§ Your goal: Starting with the line that contains "Keypoint placement: for each instance of the colorful", repeat each line exactly through the final line of the listing. No picture should appear in the copy.

§ The input:
===
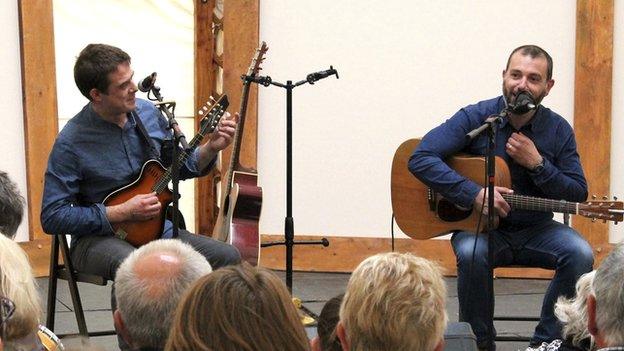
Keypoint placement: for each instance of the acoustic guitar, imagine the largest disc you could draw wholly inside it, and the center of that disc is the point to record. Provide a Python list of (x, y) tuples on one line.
[(421, 213), (154, 177), (241, 198)]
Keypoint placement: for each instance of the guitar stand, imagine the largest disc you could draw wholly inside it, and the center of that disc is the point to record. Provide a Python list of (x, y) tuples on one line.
[(289, 236)]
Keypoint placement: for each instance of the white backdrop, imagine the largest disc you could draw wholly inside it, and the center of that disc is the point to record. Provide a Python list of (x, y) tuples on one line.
[(404, 67)]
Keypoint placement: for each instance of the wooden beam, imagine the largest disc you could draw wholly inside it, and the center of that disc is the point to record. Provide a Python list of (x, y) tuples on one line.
[(40, 113), (592, 107)]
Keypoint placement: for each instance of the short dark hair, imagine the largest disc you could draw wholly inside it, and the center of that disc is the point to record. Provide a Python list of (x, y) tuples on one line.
[(327, 321), (11, 206), (533, 51), (93, 65)]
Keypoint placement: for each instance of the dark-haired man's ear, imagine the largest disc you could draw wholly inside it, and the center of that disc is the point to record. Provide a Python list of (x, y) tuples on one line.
[(341, 333), (96, 95)]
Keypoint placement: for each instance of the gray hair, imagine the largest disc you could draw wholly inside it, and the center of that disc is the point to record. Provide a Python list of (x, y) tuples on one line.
[(573, 312), (608, 289), (147, 304), (11, 206)]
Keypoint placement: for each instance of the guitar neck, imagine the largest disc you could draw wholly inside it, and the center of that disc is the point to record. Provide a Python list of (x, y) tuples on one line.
[(523, 202)]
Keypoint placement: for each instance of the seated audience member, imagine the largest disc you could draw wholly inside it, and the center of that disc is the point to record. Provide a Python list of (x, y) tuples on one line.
[(148, 286), (326, 340), (11, 206), (572, 314), (394, 302), (237, 308), (21, 308), (605, 305)]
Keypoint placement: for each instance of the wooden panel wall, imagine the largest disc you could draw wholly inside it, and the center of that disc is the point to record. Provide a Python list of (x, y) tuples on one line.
[(592, 108), (241, 33), (40, 115)]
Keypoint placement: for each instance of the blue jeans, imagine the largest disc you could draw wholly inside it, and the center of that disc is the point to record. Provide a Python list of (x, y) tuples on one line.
[(550, 245)]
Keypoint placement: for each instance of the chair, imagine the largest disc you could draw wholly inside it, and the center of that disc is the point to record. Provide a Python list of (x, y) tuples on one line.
[(67, 272)]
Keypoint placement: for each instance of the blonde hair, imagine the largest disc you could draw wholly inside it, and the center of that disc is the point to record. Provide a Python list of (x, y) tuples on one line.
[(237, 308), (394, 301), (573, 312), (18, 285)]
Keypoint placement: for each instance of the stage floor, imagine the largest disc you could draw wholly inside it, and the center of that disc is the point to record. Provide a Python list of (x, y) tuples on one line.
[(513, 297)]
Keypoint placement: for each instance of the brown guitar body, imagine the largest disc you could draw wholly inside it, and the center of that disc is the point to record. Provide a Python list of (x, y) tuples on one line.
[(421, 214), (239, 216), (140, 233)]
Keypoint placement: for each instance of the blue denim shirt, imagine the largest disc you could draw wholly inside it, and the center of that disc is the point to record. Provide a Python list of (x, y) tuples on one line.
[(562, 177), (91, 158)]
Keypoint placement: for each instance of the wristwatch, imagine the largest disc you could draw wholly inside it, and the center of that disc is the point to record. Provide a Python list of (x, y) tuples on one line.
[(538, 168)]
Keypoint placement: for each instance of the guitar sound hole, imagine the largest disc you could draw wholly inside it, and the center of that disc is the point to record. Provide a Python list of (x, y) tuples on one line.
[(448, 212)]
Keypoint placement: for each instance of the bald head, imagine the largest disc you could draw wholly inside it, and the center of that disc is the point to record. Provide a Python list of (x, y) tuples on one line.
[(149, 284)]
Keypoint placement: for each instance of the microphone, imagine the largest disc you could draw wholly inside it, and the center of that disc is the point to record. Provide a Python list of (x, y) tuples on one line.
[(147, 83), (523, 104), (313, 77)]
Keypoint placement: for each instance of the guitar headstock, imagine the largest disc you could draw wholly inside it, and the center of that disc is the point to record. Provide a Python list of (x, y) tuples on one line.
[(212, 111), (604, 210), (254, 68)]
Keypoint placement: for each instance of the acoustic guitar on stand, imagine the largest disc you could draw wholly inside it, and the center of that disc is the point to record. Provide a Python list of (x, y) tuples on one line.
[(155, 178), (241, 197), (422, 213)]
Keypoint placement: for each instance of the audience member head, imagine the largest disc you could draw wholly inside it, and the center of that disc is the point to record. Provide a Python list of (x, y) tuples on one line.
[(394, 301), (11, 206), (572, 313), (605, 306), (238, 308), (326, 340), (148, 286), (93, 65), (18, 285)]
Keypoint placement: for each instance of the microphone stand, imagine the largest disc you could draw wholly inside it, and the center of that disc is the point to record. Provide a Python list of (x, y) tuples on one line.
[(289, 236), (490, 125), (168, 108)]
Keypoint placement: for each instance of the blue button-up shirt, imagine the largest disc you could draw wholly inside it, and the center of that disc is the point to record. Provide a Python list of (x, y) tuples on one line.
[(91, 158), (562, 177)]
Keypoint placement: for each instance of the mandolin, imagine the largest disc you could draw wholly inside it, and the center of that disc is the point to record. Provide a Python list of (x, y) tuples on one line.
[(154, 177)]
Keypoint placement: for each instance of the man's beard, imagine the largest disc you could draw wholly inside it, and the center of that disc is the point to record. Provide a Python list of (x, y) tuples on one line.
[(510, 98)]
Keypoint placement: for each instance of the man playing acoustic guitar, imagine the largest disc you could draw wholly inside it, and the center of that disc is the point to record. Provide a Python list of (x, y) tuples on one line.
[(103, 148), (539, 148)]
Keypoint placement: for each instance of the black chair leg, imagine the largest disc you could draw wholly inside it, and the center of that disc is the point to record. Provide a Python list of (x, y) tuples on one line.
[(52, 280), (73, 289)]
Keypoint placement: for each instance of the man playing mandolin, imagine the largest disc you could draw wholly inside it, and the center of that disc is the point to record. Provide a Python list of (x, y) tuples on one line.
[(103, 148), (539, 148)]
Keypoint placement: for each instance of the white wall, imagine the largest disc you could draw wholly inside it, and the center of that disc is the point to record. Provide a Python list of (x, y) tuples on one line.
[(405, 66), (11, 119)]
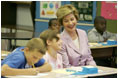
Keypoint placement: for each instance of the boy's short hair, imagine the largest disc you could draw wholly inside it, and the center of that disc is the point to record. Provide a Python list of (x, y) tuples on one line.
[(50, 22), (98, 18), (36, 43), (49, 35)]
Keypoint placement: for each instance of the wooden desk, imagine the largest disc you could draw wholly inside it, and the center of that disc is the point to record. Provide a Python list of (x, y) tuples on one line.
[(103, 71)]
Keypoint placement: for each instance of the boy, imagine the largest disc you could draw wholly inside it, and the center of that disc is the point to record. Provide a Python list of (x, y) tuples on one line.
[(15, 63), (99, 33), (53, 43), (54, 24)]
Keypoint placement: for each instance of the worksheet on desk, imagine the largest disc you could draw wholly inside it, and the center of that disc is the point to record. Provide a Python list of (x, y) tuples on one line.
[(31, 76)]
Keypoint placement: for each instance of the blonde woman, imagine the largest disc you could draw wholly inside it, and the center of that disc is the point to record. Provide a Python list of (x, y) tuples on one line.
[(75, 49), (53, 43)]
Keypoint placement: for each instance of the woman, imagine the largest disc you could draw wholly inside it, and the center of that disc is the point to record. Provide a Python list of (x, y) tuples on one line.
[(53, 43), (75, 49)]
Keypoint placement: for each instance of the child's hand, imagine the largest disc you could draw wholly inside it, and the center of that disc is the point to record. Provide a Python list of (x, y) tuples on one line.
[(33, 71)]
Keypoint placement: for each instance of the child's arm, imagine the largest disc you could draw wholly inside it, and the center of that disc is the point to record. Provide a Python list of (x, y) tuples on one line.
[(8, 71), (45, 67)]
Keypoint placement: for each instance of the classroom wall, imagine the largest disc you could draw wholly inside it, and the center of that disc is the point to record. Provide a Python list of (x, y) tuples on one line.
[(42, 24), (111, 24)]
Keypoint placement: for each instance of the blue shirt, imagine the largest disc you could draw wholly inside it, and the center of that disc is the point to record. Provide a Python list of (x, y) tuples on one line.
[(17, 59)]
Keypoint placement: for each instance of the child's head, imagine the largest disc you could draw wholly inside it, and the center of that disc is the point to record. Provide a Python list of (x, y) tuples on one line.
[(64, 11), (54, 24), (100, 24), (34, 50), (51, 39)]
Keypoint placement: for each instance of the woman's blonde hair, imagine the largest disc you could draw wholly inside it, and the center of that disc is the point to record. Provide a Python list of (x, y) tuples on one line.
[(65, 10), (36, 43)]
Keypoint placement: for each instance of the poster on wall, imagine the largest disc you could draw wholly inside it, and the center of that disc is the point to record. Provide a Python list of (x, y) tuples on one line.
[(85, 9), (109, 10), (48, 8)]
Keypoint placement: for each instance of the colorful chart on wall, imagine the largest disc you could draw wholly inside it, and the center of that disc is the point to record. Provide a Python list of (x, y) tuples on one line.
[(109, 9), (48, 8), (85, 9)]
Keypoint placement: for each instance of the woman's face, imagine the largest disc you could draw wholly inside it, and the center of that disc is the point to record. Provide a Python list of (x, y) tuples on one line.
[(69, 22), (56, 44)]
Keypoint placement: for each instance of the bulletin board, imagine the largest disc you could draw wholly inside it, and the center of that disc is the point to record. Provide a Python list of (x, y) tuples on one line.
[(86, 9), (48, 8), (109, 9)]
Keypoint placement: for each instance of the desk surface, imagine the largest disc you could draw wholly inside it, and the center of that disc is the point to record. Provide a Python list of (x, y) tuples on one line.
[(52, 74)]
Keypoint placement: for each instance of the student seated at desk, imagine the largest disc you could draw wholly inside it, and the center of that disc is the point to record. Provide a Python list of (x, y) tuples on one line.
[(54, 24), (52, 40), (14, 63), (99, 33)]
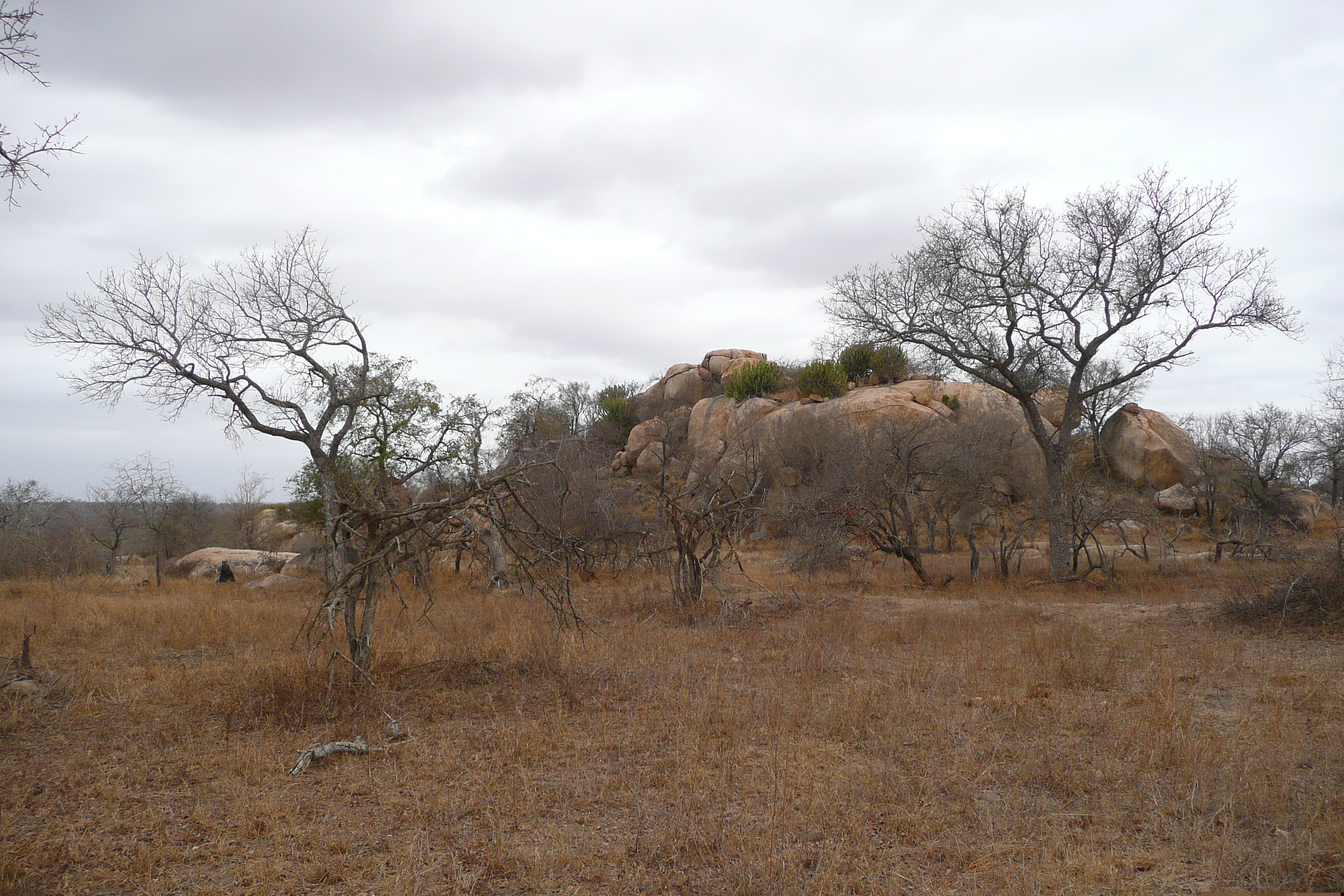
===
§ Your response:
Keypoint placement: for each instance of the colorful chart on wall, imagine the largest disc you could draw wholly inside it, and the center of that disc is the point to record. Provide a Python list of (x, y) tuples on one line.
[(109, 9), (48, 8), (85, 9)]
Keypoint placement: for each instance of the woman's face, imagine the largest disc you could draw wholly inside it, and the center of that disc is the point to record. Provide a Python list of (x, y) tuples on one line.
[(69, 22), (56, 44)]
Keypoint placement: for each instance of the bulletin board, imagine the largest disc you could draw wholly inside it, and the center of that disc is the point to record. Provide a Python list of (x, y) tuples on one line.
[(86, 9), (48, 8), (109, 9)]
Keypoint placement: for each instance of the desk surface, imagine the largest disc you could draw wholly inside it, and the center of that disc is the point to record. Provide a Python list of (x, y) tuples on one line.
[(52, 74)]
Keypoint placement: for each instance of the student seated at desk, imagine the largest disc you could draw wholly inside it, and the center of that disc is the point to record. Provide a Python list of (x, y) tuples on one line.
[(54, 24), (52, 40), (14, 63), (99, 33)]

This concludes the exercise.